> _TASK DETAILS_
Set down the records exactly as they stand, except for any pictures, which you should omit.
===== SOURCE DATA =====
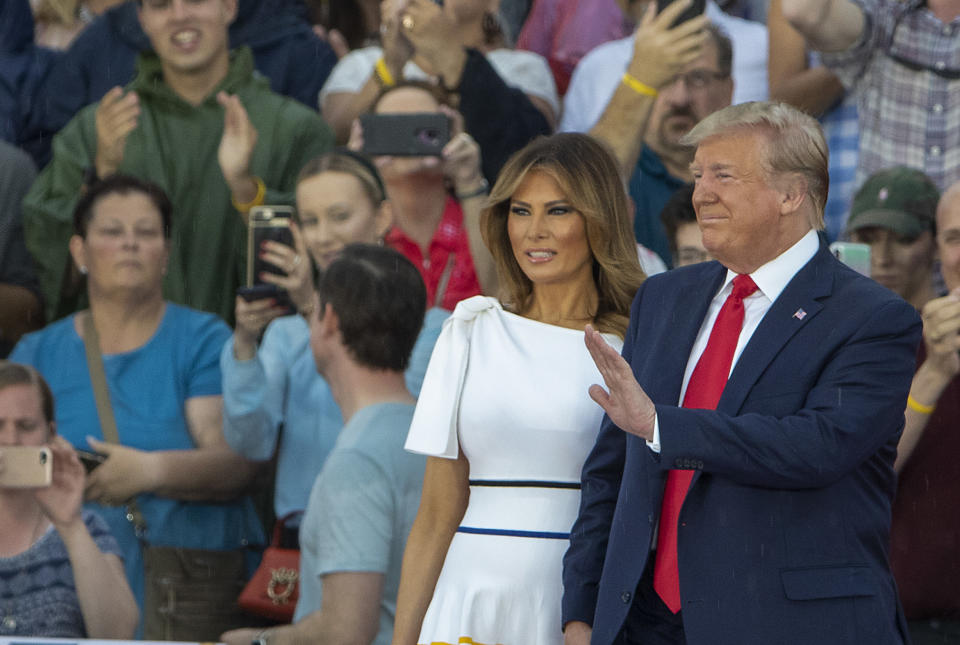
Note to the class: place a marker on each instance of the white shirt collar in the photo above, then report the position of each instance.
(772, 278)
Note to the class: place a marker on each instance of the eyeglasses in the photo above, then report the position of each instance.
(697, 79)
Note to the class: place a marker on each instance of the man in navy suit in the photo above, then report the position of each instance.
(781, 535)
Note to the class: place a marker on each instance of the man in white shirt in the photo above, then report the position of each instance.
(740, 489)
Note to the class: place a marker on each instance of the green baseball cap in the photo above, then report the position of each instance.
(901, 199)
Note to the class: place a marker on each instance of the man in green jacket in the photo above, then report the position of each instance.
(200, 122)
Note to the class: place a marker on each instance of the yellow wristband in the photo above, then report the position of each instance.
(638, 86)
(383, 74)
(916, 406)
(257, 200)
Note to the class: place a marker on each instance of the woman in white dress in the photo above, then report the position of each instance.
(504, 411)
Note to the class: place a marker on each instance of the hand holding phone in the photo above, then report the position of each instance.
(268, 229)
(667, 41)
(90, 460)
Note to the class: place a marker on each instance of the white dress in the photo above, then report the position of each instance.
(512, 393)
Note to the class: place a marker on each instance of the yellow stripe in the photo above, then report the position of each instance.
(463, 640)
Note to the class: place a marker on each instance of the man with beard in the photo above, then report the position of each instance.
(676, 77)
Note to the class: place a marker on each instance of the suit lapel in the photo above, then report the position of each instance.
(796, 306)
(683, 323)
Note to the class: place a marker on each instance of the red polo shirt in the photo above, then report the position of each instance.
(448, 253)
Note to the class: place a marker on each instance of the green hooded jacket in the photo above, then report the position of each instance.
(175, 146)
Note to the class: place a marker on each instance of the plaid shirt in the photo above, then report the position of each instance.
(905, 71)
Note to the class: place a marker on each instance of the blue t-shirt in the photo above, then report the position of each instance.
(362, 507)
(281, 386)
(149, 387)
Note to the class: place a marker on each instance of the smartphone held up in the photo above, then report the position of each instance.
(266, 223)
(695, 9)
(405, 135)
(25, 467)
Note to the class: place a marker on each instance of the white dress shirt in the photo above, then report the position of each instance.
(771, 279)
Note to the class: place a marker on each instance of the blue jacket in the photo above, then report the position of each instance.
(785, 530)
(285, 50)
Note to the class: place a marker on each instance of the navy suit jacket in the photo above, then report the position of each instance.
(784, 532)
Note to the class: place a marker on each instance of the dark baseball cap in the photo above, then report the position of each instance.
(901, 199)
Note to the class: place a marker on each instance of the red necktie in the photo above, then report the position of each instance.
(703, 391)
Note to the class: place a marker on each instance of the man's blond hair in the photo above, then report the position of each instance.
(795, 143)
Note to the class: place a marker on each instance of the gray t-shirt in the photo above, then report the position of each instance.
(37, 592)
(362, 507)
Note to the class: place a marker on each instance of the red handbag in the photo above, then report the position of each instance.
(275, 586)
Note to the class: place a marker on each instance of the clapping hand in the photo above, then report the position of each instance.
(236, 147)
(624, 400)
(116, 117)
(660, 50)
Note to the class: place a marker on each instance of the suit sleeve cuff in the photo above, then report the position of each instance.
(654, 443)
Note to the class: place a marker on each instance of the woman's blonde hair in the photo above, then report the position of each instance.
(590, 179)
(351, 163)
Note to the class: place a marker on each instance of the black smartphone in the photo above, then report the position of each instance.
(90, 460)
(696, 9)
(405, 135)
(266, 223)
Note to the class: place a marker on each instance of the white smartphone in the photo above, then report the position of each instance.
(26, 467)
(854, 255)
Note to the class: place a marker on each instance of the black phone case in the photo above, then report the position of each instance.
(405, 135)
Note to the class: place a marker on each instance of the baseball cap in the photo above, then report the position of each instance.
(901, 199)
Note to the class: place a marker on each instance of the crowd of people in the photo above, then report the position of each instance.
(583, 365)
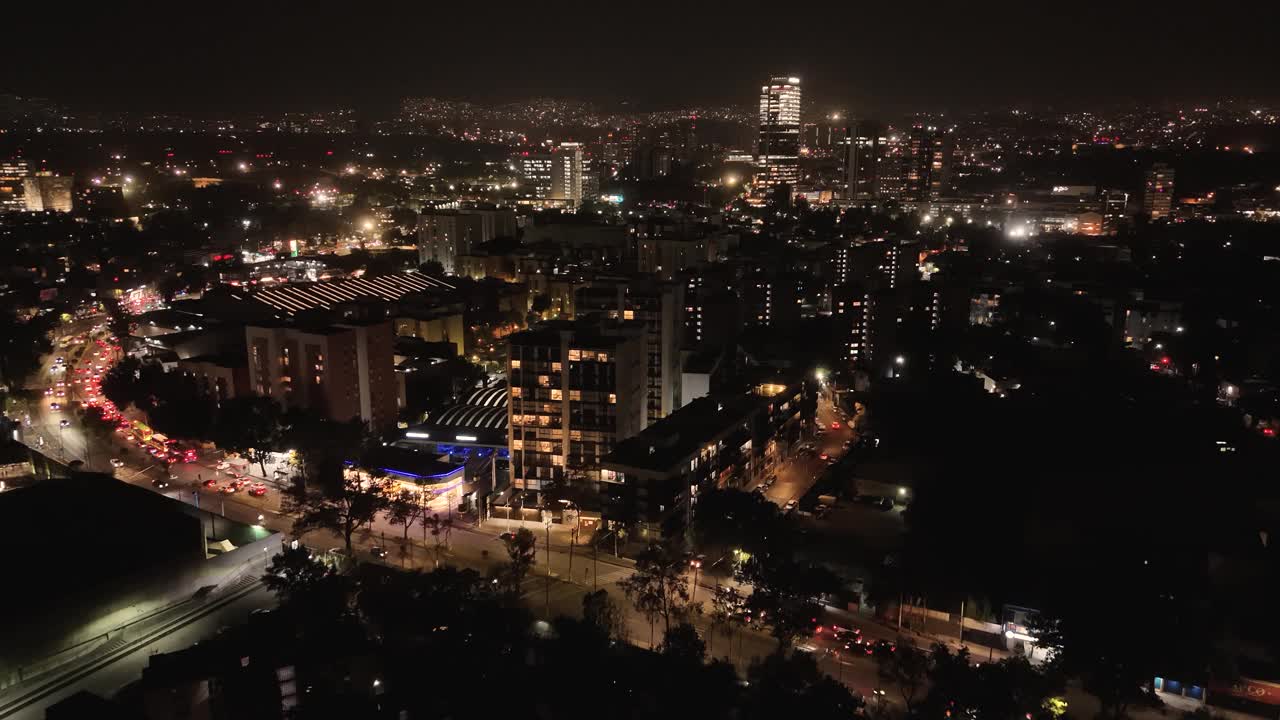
=====
> _FINISHED EXERCISE_
Note to the class: place a marker on each instance of the white shirt collar in the photo above, then report the position of each instance.
(772, 278)
Note to the class: place a marker on each instance of the eyeglasses in the photo above, then report the position of each instance.
(697, 79)
Note to the class: place a marker on each instance of the man in navy suit in the photo above, then report the position of each instance.
(781, 535)
Note to the class: place a marker on each instance of the man in white shirt in the photo above, then report the position of each instance.
(740, 489)
Note to the class: place a marker on each instance of the green baseball cap in the photo above, then report the position of each instance.
(901, 199)
Note to the class: place a marker on each instance of the man in green jacket in the photo above, then report the position of each instance.
(200, 122)
Note to the class: place a marker on each instance of the yellow wristband in the photo above, then report the position of each instance.
(638, 86)
(383, 74)
(916, 406)
(257, 200)
Note to the class: place a marker on each instance of the woman in white dress in the photo above, then report the position of each instance.
(504, 411)
Note to the class: place a marker on each instance of the hand holding phone in the photo above, then report the position of each instance.
(268, 229)
(667, 41)
(90, 460)
Note to the class: place a marker on each instance of the white dress in the photo above, then report the position of each instance.
(512, 393)
Note to the class: place a marker on each instance of the yellow stripe in the photo above, then report the position of each instance.
(463, 640)
Note to the class: place a marker on each instance of the man with beard in the photo above, then report the position of each instance.
(676, 77)
Note to the class: place a marker on each instance of the suit lapel in the photo above, then report the position of each instance.
(796, 306)
(683, 323)
Note to the class: place a marker on each instance of the red polo shirt in the photo above, then report the position of each instance.
(448, 253)
Note to the class: place a marker on each instance of the green hooded jacket in the photo above, then report the position of each instance.
(175, 146)
Note to the class: place a marker on each instance of the plaid shirt in the photo above, then report the position of each instance.
(905, 71)
Note to the class: place a marker on each instance of the blue t-shirt in the photo above, then report the position of each instance.
(362, 507)
(281, 386)
(149, 387)
Note to the class: place a marker on each instance of the smartphone held up in the photo above, then report the position of each instance.
(266, 223)
(695, 9)
(405, 135)
(25, 467)
Note to the class: place a marker on each instance of the white dress shirt in the photo above, then report the position of each instance.
(771, 279)
Note to the class: place a marker on each instance of the blue jacket in the photo above, then report the position of each instance.
(785, 530)
(285, 50)
Note to the class: place a marker on each instance of the navy suit jacket in the photo above, then report the position of each instance.
(784, 532)
Note to the class: place a marker on each instance of the dark baseball cap in the photo above, then report the position of each instance.
(901, 199)
Note to the class: place a marker on each instance of the red necktie in the photo above, then report the position of each instance.
(703, 391)
Note to the class: place a marker on each instance of the man's blond hair in the photo above, then report the position of each instance.
(795, 143)
Note to the class: place a marker on each instance of the gray t-shirt in the photo above, then report the position of each instance.
(37, 592)
(362, 507)
Note to the class: place a marker on each instance of the red handbag in the photo above, then report the position of each instance.
(275, 586)
Note to the class: place a marker on each instance of the clapping hand in the photo above, then report the position of each instance.
(236, 147)
(624, 400)
(116, 117)
(660, 50)
Note to the class: place a marker on each instance of the suit sleeve cuff in the photo above, then report the position of each instance.
(654, 443)
Note to the class: place a marker on each instance of the woman's blonde hair in the photo above, then report the position of each instance.
(590, 179)
(351, 163)
Note to the class: place a marker on each instance of the black smartphone in the photo above, then report the position of each instance.
(90, 460)
(696, 9)
(405, 135)
(266, 223)
Note to the class: place a marker on each instance of the white smartphone in the photo above, then report the position of each instance.
(26, 467)
(854, 255)
Note to the class: place a marker on each instance of the black phone case in the photo above, then report the position of each instance.
(405, 135)
Note to the class: place a marker on each instance of the baseball cap in the photo above, then report the position of each instance.
(901, 199)
Note to the class: place a marker on each instance of the crowd of people in the photo above, then report the position of each instance.
(583, 365)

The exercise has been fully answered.